***** GIVEN INFORMATION

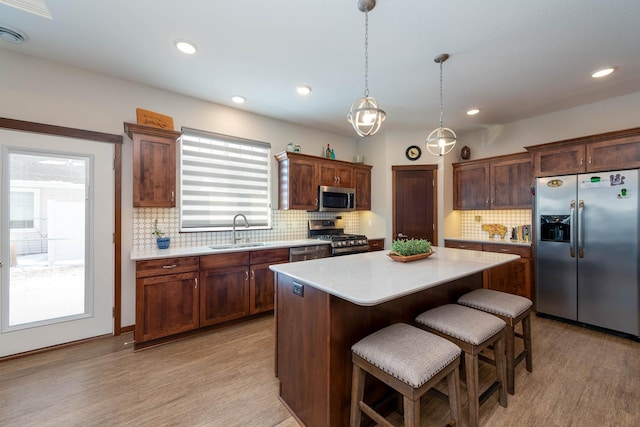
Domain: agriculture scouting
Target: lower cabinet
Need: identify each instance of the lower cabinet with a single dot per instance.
(514, 278)
(177, 295)
(167, 297)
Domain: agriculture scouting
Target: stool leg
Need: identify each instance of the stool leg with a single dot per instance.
(510, 343)
(357, 394)
(471, 369)
(411, 412)
(526, 332)
(501, 370)
(453, 382)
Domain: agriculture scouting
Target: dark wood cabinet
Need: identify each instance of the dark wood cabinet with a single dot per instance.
(262, 288)
(376, 245)
(299, 176)
(471, 188)
(502, 182)
(154, 165)
(224, 287)
(167, 297)
(515, 277)
(362, 178)
(595, 153)
(336, 174)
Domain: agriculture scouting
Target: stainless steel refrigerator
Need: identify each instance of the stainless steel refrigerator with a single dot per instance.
(587, 249)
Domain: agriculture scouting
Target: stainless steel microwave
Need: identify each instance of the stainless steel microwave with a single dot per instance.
(336, 199)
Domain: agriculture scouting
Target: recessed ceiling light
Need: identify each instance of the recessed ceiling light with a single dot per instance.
(186, 47)
(303, 90)
(603, 72)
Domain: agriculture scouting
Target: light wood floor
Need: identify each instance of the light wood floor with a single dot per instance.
(225, 378)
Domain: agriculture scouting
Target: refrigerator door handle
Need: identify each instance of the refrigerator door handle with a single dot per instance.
(580, 229)
(572, 231)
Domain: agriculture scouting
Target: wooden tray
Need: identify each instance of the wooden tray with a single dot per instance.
(400, 258)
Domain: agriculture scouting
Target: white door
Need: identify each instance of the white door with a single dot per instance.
(56, 240)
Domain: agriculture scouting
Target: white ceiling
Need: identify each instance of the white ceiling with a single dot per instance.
(513, 59)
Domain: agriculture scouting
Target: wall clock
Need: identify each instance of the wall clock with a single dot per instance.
(413, 152)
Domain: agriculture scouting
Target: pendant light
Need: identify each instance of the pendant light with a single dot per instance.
(441, 140)
(365, 116)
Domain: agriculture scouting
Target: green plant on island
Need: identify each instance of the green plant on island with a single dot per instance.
(156, 231)
(410, 247)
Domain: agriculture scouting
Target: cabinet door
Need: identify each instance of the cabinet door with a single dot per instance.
(617, 154)
(262, 291)
(224, 294)
(166, 305)
(471, 186)
(511, 184)
(559, 160)
(513, 278)
(299, 188)
(336, 175)
(362, 178)
(154, 166)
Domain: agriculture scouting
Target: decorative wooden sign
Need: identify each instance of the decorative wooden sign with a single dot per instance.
(157, 120)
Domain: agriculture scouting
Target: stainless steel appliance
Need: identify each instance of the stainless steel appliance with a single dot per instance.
(587, 249)
(336, 199)
(333, 231)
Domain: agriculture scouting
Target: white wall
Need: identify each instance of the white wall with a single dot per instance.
(46, 92)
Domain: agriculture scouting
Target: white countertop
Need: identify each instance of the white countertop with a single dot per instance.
(505, 241)
(372, 278)
(172, 252)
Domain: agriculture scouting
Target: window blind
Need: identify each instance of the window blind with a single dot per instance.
(222, 176)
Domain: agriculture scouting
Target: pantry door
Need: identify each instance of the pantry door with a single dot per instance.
(57, 240)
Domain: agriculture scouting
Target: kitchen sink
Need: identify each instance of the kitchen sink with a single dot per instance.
(239, 245)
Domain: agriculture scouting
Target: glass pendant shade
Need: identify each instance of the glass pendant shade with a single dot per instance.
(441, 141)
(365, 116)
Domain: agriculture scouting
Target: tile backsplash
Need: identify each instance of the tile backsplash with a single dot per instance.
(471, 221)
(286, 225)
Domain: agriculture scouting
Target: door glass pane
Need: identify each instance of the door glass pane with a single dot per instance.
(47, 212)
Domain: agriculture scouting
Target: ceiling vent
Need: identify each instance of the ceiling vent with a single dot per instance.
(12, 35)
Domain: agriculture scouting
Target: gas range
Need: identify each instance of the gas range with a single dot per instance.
(333, 231)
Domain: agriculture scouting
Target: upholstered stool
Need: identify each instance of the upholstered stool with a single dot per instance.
(473, 331)
(513, 309)
(409, 360)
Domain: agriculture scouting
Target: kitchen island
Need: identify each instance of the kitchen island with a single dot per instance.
(324, 306)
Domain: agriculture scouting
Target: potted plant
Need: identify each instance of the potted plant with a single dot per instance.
(410, 250)
(163, 242)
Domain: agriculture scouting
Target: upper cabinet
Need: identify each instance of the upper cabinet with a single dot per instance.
(595, 153)
(502, 182)
(299, 176)
(154, 165)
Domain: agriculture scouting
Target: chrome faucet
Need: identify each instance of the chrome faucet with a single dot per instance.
(246, 225)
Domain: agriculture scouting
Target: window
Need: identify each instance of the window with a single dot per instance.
(22, 209)
(222, 176)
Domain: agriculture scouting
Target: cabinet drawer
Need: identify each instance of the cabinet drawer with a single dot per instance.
(523, 251)
(473, 246)
(161, 267)
(269, 255)
(231, 259)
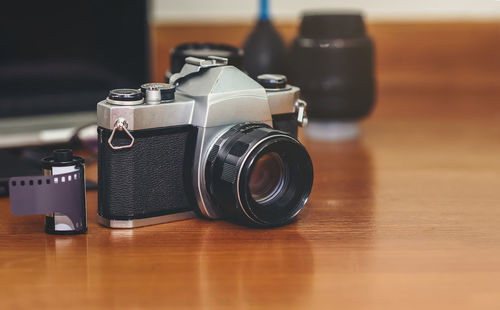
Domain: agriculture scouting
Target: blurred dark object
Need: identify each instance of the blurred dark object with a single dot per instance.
(264, 48)
(203, 50)
(59, 58)
(331, 60)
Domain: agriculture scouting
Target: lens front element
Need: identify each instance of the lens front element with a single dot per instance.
(259, 175)
(267, 177)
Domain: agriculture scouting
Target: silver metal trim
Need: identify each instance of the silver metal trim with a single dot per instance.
(145, 221)
(124, 103)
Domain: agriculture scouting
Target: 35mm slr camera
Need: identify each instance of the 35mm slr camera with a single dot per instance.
(217, 144)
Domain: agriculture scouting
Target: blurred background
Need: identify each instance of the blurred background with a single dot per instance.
(57, 61)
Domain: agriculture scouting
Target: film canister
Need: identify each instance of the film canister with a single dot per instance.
(59, 194)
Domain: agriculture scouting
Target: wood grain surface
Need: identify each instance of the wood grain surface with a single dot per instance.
(406, 217)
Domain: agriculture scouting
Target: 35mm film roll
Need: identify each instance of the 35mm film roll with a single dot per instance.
(59, 194)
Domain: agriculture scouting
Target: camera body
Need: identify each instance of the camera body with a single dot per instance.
(164, 157)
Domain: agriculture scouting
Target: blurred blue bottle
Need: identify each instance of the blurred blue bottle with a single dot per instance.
(264, 48)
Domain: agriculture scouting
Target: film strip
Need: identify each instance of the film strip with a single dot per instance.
(60, 195)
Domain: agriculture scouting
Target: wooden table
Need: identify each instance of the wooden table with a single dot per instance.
(408, 217)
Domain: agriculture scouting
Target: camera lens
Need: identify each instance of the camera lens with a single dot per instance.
(259, 175)
(267, 178)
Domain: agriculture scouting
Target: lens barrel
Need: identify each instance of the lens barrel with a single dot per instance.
(331, 60)
(259, 175)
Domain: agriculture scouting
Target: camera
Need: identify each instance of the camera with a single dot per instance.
(214, 143)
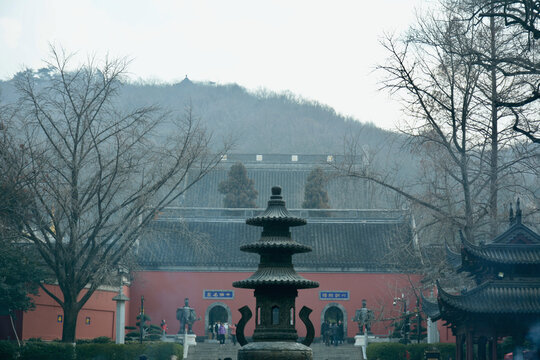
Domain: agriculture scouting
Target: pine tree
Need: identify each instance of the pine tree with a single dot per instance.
(315, 195)
(238, 188)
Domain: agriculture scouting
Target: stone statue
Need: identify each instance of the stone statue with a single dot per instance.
(364, 317)
(186, 315)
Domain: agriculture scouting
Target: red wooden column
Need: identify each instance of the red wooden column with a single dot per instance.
(493, 348)
(482, 348)
(469, 352)
(459, 347)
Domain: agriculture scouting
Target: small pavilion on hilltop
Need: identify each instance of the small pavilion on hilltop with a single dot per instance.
(506, 298)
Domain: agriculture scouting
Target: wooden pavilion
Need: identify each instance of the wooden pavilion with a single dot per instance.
(506, 298)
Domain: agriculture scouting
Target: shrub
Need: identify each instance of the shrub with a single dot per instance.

**********

-- WORK REQUIRED --
Gather every line above that contains the word "appliance" and copy each one. Case counts.

-- FULL SOLUTION --
Target: stainless steel appliance
Need: identify each instance of the stainless steel appliance with a single dot per instance.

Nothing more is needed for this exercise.